* DIRECTION: Copy everything from the start of the items down to the line containing "(136, 470), (216, 675)", with both ends included. Shift each bounding box coordinate in the answers by adding 116, leave all other text and numbers (including the sample output) unchanged, and omit the pictures.

Dataset excerpt
····················

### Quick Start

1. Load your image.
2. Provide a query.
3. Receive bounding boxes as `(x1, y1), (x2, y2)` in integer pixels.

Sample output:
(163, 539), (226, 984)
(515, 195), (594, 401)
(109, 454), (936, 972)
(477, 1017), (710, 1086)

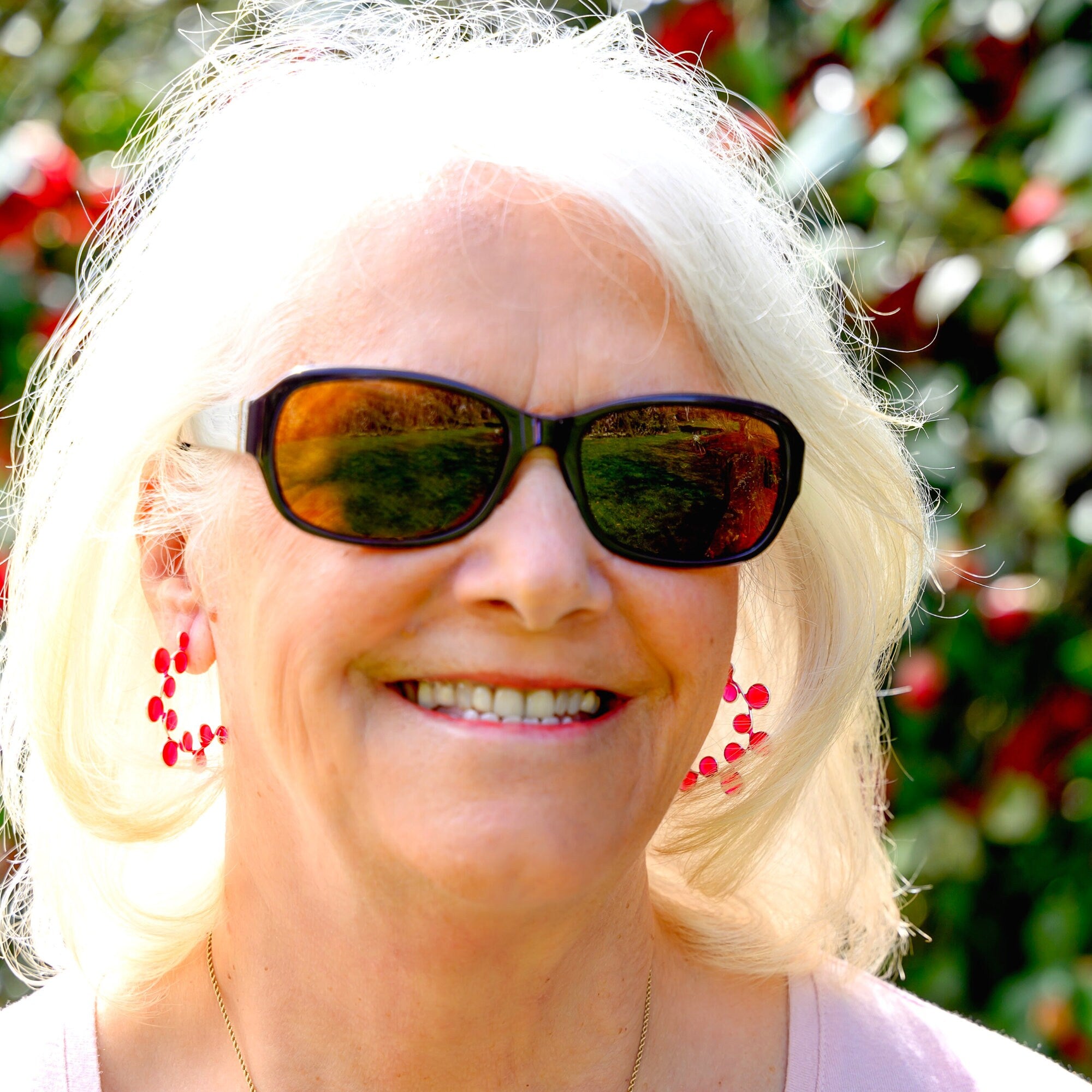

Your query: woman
(0, 2), (1084, 1092)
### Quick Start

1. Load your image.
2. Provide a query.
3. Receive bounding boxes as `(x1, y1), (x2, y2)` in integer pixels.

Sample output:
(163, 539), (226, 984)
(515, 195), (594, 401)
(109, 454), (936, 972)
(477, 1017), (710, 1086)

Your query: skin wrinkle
(111, 183), (787, 1092)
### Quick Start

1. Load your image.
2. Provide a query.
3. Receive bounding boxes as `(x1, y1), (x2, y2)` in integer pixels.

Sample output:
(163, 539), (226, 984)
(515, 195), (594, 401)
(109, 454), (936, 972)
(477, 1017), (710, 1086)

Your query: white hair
(0, 0), (936, 984)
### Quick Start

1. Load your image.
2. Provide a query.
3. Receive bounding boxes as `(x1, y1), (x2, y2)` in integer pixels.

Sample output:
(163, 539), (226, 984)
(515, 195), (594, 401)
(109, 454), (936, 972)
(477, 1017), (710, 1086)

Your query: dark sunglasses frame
(182, 367), (804, 569)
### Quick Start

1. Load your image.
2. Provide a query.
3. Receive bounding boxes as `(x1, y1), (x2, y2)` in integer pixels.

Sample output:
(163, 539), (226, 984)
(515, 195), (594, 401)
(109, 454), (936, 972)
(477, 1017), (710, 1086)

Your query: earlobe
(136, 470), (216, 675)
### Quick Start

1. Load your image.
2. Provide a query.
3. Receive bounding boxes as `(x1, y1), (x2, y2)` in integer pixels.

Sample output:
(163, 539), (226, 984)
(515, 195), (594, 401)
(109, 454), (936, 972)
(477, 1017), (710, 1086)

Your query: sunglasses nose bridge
(523, 414), (571, 461)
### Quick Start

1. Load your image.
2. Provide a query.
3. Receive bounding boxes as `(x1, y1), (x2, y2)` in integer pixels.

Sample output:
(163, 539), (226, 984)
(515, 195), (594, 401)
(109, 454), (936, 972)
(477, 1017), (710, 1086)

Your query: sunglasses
(180, 368), (804, 568)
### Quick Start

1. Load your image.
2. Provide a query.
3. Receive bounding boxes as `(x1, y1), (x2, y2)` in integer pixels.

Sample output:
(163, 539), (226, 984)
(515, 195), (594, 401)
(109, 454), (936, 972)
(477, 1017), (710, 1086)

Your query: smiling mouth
(390, 679), (626, 726)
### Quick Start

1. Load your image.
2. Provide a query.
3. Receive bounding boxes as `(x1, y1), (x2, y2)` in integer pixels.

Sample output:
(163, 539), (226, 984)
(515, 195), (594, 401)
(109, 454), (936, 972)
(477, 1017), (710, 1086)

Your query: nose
(446, 448), (612, 632)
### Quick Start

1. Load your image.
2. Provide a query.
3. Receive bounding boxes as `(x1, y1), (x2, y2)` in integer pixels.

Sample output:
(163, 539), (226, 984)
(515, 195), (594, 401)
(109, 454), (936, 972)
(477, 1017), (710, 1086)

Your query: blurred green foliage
(0, 0), (1092, 1075)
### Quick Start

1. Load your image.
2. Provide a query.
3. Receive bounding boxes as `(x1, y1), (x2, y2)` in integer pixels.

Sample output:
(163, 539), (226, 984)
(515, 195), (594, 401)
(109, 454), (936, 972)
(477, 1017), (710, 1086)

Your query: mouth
(388, 679), (628, 727)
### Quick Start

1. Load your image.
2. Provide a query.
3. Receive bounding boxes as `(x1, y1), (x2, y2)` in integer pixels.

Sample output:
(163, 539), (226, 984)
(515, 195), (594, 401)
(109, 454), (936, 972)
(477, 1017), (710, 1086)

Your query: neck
(210, 795), (657, 1092)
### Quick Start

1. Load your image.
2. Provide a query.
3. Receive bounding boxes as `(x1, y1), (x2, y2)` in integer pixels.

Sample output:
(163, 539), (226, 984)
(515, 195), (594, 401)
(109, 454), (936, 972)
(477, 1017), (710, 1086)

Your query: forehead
(270, 176), (724, 414)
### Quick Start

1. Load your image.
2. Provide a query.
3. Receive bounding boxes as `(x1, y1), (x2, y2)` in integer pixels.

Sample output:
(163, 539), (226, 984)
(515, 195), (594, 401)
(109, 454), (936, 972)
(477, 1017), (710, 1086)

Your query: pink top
(0, 972), (1092, 1092)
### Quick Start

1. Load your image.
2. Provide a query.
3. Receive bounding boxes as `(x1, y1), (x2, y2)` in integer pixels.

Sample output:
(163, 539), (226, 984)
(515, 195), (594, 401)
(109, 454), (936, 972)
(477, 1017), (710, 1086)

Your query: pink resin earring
(147, 633), (227, 765)
(679, 667), (770, 794)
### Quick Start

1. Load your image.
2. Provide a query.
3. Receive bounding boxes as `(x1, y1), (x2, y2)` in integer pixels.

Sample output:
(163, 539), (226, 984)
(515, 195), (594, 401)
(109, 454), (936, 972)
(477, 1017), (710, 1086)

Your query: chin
(373, 802), (625, 912)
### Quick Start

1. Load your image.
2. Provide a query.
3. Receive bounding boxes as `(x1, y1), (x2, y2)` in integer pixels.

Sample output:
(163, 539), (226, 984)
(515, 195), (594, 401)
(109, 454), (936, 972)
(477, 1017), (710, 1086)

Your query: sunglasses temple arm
(178, 401), (249, 452)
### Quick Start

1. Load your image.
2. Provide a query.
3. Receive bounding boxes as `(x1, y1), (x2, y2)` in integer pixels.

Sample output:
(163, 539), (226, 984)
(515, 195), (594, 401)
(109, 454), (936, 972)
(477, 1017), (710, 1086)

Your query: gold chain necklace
(205, 933), (652, 1092)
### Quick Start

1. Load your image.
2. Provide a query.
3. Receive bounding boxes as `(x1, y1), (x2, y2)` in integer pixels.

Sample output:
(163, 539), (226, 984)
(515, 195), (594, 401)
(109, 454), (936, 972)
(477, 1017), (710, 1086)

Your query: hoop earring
(679, 666), (770, 795)
(147, 633), (227, 765)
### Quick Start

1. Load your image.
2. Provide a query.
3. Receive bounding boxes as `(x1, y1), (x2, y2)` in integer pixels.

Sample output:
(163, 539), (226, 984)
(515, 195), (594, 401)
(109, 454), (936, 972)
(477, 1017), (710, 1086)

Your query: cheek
(617, 566), (739, 690)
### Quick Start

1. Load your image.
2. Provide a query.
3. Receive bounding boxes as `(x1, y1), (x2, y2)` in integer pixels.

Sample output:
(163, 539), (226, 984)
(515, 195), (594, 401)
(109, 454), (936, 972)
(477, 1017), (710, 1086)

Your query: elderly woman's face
(201, 185), (737, 909)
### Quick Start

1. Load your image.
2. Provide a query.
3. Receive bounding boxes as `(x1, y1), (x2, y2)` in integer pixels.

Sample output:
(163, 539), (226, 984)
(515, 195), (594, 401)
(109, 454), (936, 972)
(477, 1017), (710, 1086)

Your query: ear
(136, 466), (216, 675)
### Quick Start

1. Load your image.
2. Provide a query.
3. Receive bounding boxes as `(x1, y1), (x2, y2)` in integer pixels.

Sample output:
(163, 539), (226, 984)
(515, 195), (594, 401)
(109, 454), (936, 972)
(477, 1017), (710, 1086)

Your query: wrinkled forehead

····················

* FINISHED TASK:
### Quick Start

1. Load your image.
2. Provide a query.
3. Receive bounding boxes as `(x1, y1), (x2, y2)` in integer pixels.

Sample output:
(163, 539), (226, 984)
(515, 195), (594, 401)
(109, 454), (936, 972)
(477, 1017), (710, 1086)


Your query: woman
(116, 118), (1200, 1208)
### Quick Start

1. Load your image.
2. Provide a query.
3. Receive bounding boxes as `(x1, y1), (x2, y2)` in integer pixels.

Sample output:
(163, 539), (226, 984)
(515, 195), (594, 401)
(109, 454), (936, 972)
(477, 1017), (710, 1086)

Your query: skin wrinkle
(227, 299), (903, 1208)
### Quick Start

1. Load your image.
2. Provide a query.
3. Receive bounding boxes as `(x1, y1), (x2, y2)` in integer pixels.

Sample output:
(163, 539), (226, 984)
(515, 195), (594, 401)
(109, 454), (936, 972)
(477, 1017), (710, 1086)

Your query: white hair
(116, 116), (1052, 1100)
### Quick Start

1. Load your image.
2. Provide a query.
3. Receive bounding boxes as `(x1, y1), (x2, y2)` in integer pixels.

Sample output:
(163, 539), (226, 984)
(515, 195), (594, 401)
(109, 454), (936, 972)
(477, 1017), (710, 1086)

Your query: dark sunglasses frame
(298, 483), (920, 685)
### Quick Start

1. Load your image.
2. Provide a query.
3. Receive bounding boxes as `(x1, y1), (x2, y2)` in integer pixels.

Sample output:
(163, 539), (226, 984)
(515, 195), (594, 401)
(109, 454), (936, 972)
(477, 1017), (710, 1086)

Your query: earlobe
(252, 586), (332, 791)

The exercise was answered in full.